• PROVIDED DATA:
++++

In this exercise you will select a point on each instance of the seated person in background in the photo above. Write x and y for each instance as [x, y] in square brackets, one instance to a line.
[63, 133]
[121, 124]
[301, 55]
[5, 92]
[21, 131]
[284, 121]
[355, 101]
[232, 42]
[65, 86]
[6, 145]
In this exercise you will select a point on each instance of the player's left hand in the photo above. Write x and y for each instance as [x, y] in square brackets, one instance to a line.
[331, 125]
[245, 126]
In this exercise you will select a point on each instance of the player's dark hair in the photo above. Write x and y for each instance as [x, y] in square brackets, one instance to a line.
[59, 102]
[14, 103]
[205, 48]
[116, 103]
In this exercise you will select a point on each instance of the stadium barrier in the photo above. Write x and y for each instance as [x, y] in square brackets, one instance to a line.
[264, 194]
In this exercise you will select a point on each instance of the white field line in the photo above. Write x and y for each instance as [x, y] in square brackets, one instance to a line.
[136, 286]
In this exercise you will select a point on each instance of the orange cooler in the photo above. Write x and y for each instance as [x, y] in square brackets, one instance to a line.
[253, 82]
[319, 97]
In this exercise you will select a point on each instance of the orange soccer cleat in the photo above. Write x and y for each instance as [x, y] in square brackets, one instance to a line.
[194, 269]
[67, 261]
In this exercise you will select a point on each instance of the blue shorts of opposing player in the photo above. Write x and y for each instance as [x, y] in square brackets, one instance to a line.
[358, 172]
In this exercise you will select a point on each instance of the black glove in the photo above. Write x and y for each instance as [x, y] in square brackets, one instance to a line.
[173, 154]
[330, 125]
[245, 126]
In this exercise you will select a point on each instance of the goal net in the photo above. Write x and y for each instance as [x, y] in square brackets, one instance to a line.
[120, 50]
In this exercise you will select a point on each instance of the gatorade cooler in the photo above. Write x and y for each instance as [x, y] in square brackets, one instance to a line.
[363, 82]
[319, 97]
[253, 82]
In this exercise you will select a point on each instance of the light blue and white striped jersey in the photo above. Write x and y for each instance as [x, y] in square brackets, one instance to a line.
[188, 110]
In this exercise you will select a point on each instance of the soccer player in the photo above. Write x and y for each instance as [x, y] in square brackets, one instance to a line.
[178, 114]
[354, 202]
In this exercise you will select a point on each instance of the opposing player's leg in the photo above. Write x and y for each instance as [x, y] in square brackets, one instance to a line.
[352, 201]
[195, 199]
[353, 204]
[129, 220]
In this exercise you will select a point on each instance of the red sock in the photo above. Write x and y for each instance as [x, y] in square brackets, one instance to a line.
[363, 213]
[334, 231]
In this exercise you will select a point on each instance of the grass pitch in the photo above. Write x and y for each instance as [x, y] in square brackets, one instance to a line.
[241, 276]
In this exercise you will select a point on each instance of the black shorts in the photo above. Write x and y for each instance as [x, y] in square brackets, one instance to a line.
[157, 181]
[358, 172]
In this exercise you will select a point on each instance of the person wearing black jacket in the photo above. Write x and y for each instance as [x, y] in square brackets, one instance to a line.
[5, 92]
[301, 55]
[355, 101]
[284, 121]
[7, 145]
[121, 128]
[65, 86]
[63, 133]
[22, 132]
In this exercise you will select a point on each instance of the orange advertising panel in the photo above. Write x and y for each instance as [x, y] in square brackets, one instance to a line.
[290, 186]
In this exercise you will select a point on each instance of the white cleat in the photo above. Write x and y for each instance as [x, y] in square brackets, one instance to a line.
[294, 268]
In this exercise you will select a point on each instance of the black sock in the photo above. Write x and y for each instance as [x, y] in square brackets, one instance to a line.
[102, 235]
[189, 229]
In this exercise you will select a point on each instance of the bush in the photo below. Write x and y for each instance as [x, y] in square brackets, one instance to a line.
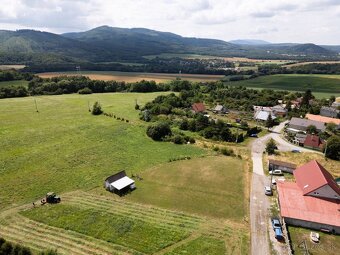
[97, 109]
[159, 131]
[178, 139]
[85, 91]
[227, 152]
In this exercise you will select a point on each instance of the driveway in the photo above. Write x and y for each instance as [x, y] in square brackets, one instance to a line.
[259, 202]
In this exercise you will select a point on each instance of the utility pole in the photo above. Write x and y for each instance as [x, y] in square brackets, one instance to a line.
[36, 106]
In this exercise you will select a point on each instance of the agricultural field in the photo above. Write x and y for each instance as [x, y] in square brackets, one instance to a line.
[329, 244]
[134, 76]
[63, 148]
[321, 85]
[4, 84]
[7, 67]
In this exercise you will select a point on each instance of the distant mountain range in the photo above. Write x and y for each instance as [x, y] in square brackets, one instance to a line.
[249, 42]
[108, 44]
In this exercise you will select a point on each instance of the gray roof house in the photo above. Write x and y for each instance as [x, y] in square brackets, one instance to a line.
[329, 112]
[298, 124]
[220, 109]
[263, 115]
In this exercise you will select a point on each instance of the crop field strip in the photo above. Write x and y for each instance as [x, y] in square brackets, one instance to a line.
[41, 236]
[144, 213]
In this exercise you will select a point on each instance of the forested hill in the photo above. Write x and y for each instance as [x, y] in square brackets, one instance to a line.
[108, 44]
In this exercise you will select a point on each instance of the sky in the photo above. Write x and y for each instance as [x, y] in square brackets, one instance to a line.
[300, 21]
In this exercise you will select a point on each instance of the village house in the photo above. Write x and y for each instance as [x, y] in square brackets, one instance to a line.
[314, 142]
[329, 112]
[221, 109]
[297, 125]
[312, 201]
[119, 183]
[281, 165]
[323, 119]
[198, 108]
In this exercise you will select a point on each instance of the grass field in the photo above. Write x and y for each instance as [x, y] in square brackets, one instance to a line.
[196, 186]
[329, 244]
[134, 76]
[13, 83]
[64, 147]
[321, 85]
[197, 205]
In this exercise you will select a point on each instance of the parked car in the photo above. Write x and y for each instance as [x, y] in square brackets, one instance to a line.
[276, 223]
[278, 234]
[276, 172]
[268, 191]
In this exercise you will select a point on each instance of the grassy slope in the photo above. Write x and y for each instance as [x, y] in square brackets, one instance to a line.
[321, 85]
[212, 186]
[13, 83]
[64, 147]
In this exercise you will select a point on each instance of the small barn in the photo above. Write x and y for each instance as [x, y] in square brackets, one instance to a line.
[119, 183]
[281, 165]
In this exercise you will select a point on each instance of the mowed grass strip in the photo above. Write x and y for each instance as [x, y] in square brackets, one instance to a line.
[209, 186]
[64, 147]
[321, 85]
[201, 246]
[27, 231]
[4, 84]
[126, 231]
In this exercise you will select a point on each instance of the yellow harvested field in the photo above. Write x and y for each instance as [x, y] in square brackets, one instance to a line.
[134, 77]
[6, 67]
[315, 62]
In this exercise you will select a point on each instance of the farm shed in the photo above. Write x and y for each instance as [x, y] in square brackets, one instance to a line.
[307, 211]
[119, 183]
[313, 142]
[220, 109]
[283, 166]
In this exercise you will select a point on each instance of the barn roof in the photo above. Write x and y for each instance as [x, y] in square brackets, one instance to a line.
[122, 183]
[293, 204]
[282, 163]
[312, 176]
[313, 141]
[198, 107]
[322, 119]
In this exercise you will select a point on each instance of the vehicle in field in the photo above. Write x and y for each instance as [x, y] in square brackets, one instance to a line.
[277, 227]
[51, 198]
[268, 191]
[276, 172]
[314, 237]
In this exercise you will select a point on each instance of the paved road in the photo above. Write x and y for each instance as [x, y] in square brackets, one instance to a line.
[259, 202]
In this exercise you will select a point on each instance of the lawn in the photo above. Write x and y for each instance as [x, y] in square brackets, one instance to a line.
[64, 147]
[321, 85]
[13, 83]
[329, 244]
[124, 230]
[201, 246]
[211, 186]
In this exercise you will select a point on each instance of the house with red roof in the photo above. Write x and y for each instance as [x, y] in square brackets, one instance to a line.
[198, 108]
[313, 201]
[314, 142]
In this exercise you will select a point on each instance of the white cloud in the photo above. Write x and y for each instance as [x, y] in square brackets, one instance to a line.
[273, 20]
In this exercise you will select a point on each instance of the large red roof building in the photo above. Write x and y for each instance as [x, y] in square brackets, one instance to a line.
[313, 201]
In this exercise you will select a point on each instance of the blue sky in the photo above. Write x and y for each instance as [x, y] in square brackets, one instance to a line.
[303, 21]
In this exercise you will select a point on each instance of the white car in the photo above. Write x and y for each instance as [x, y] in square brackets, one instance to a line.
[276, 172]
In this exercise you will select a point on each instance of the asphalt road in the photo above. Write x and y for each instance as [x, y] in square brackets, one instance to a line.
[259, 202]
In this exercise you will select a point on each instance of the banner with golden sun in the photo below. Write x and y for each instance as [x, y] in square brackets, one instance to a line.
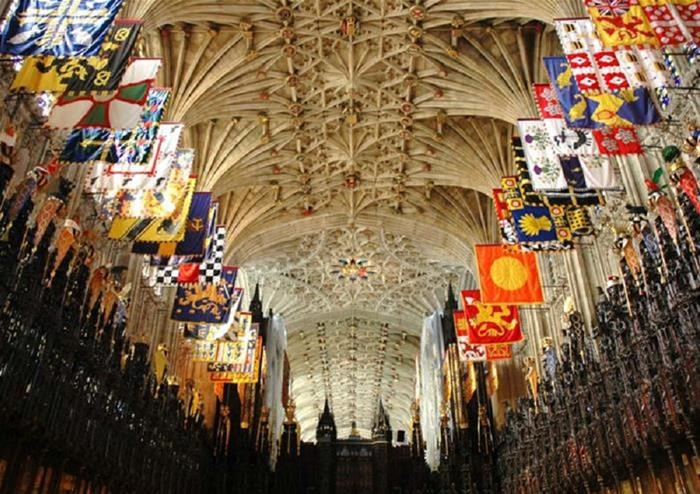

++++

Output only the lines from the one that contains "of the asphalt" to the end of the entries above, both end lines included, and drop the pictures.

• EXERCISE ANSWER:
In this exercise you will select a point on each instance of the asphalt road in the photo above. Write x and y for each instance as [x, y] in square brackets, one instance to a line.
[259, 202]
In this exercise you will select a point on each instance of the banner with golden sun in the photo below. Write x and y for each instance as [x, y] in square brackets, one instance to a line.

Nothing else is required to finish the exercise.